— Brano scelto —
§ §
La Sustainable Apparel Coalition, che sviluppa l’Higg Index, ha successivamente sospeso il suo programma di trasparenza rivolto ai consumatori e sta commissionando una revisione indipendente dello strumento.

In una dichiarazione, la società ha affermato di riconoscere le sfide riguardo la raccolta di informazioni complete in un settore così ampio e la traduzione dei dati in informazioni rivolte al consumatore. Mettendo in pausa il programma, prevede quindi di avere del tempo per determinare i prossimi passi con i partner. “Sappiamo quanto sia importante che i nostri membri e il settore in generale abbiano fiducia nella nostra missione, scopo e approccio; ma anche nei dati e nelle intuizioni che si trovano dietro i nostri strumenti”, si legge nella dichiarazione.

Una problematica che va molto oltre l’indice Higg

Ma, come anticipato, il problema non colpisce solo l’indice Higg. Certo, le controversie hanno messo in discussione l’integrità dello strumento, ma ha esposto problematiche molto più grandi. Si evince infatti, come riporta Vogue Business, che la sostenibilità è più complicata del previsto. Molto più di quanto l’industria della moda sia pronta o disposta a riconoscere.

Il CEO di Higg, Jason Kibbey, è il primo ad ammettere che lo strumento non tiene conto di tutte le metriche che determinano l’impronta ambientale di un prodotto. Secondo lui tutto ciò era intenzionale, perché l’obiettivo era quello di creare una piattaforma per consentire agli utenti di confrontare materiali diversi tra loro e garantire che le informazioni fossero comprensibili. “Il nostro obiettivo è cercare di portare più informazioni possibili, per renderle il più comparabili possibile. Man mano che aggiungi più categorie di sostenibilità, crei più lacune perché non ci sono necessariamente informazioni su ogni categoria”.
§ §
— Dati registrati —
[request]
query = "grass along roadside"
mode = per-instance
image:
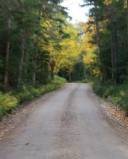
§ §
— Consegna —
In una-tre frasi, spiega perché, secondo il brano sull'indice Higg, lo strumento non considera tutte le metriche che determinano l'impronta ambientale di un prodotto. Il materiale riportato proviene da un'altra fonte.

— Esercizio svolto —
Secondo il CEO di Higg, Jason Kibbey, la scelta era intenzionale. L'obiettivo era creare una piattaforma che consentisse agli utenti di confrontare materiali diversi e garantire che le informazioni fossero comprensibili. Aggiungendo più categorie di sostenibilità si creerebbero più lacune, perché non ci sono necessariamente informazioni su ogni categoria.